Segment Open

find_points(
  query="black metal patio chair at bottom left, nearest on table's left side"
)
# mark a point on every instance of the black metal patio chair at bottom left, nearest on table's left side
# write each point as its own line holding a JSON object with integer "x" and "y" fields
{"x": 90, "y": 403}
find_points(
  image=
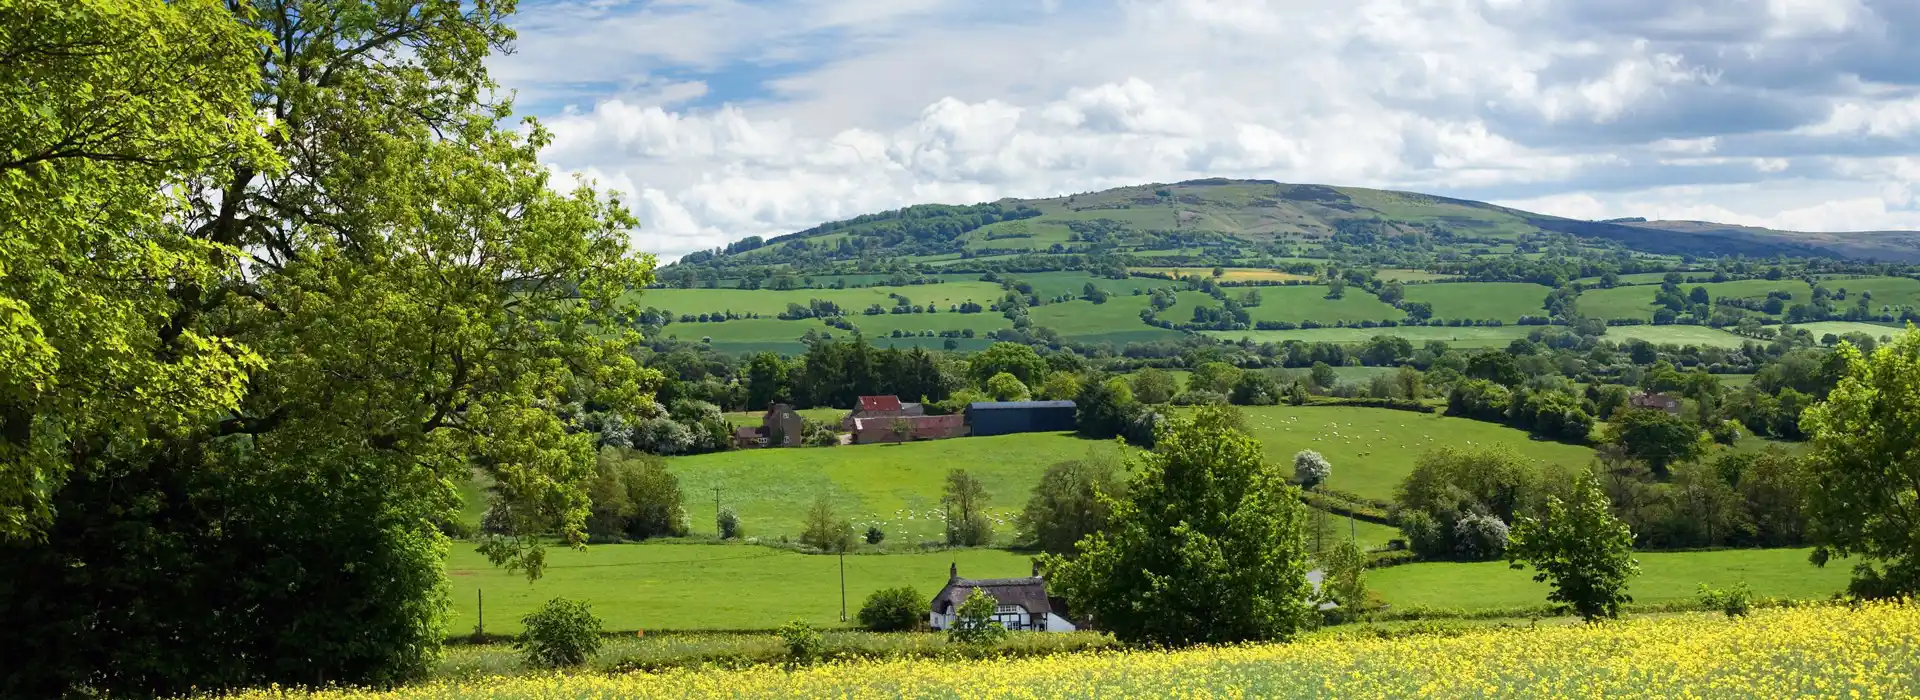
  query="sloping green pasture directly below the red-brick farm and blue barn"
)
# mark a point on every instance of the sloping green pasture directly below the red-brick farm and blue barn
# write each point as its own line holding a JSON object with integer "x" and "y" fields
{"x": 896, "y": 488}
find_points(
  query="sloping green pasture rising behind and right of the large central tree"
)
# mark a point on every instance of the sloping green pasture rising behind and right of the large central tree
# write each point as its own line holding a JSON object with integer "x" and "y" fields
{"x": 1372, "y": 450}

Segment Closed

PROBLEM = Line by line, print the records above exactly, skipping each picture.

ANSWER FOR THE TASK =
find_points(
  query="black metal patio chair at bottom left, nearest on table's left side"
)
# mark a point on every instance of the black metal patio chair at bottom left, nearest on table's left side
# write each point as its own line holding a JSON object with integer "x" and "y" fields
{"x": 90, "y": 403}
find_points(
  image=
  query="sloping green pasture directly below the red-brick farm and blue barn"
)
# mark a point on every instance of the sloping green pasture directly below the red-brick farm and blue barn
# write each point as its own line holding a JSON object with integer "x" and "y" fields
{"x": 896, "y": 488}
find_points(
  query="sloping green pasture rising behind and right of the large central tree"
)
# mark a point on every instance of the sloping green pasture rising behind and right of the large central tree
# write each point as its own line holding a JSON object with integer "x" and "y" fields
{"x": 1372, "y": 450}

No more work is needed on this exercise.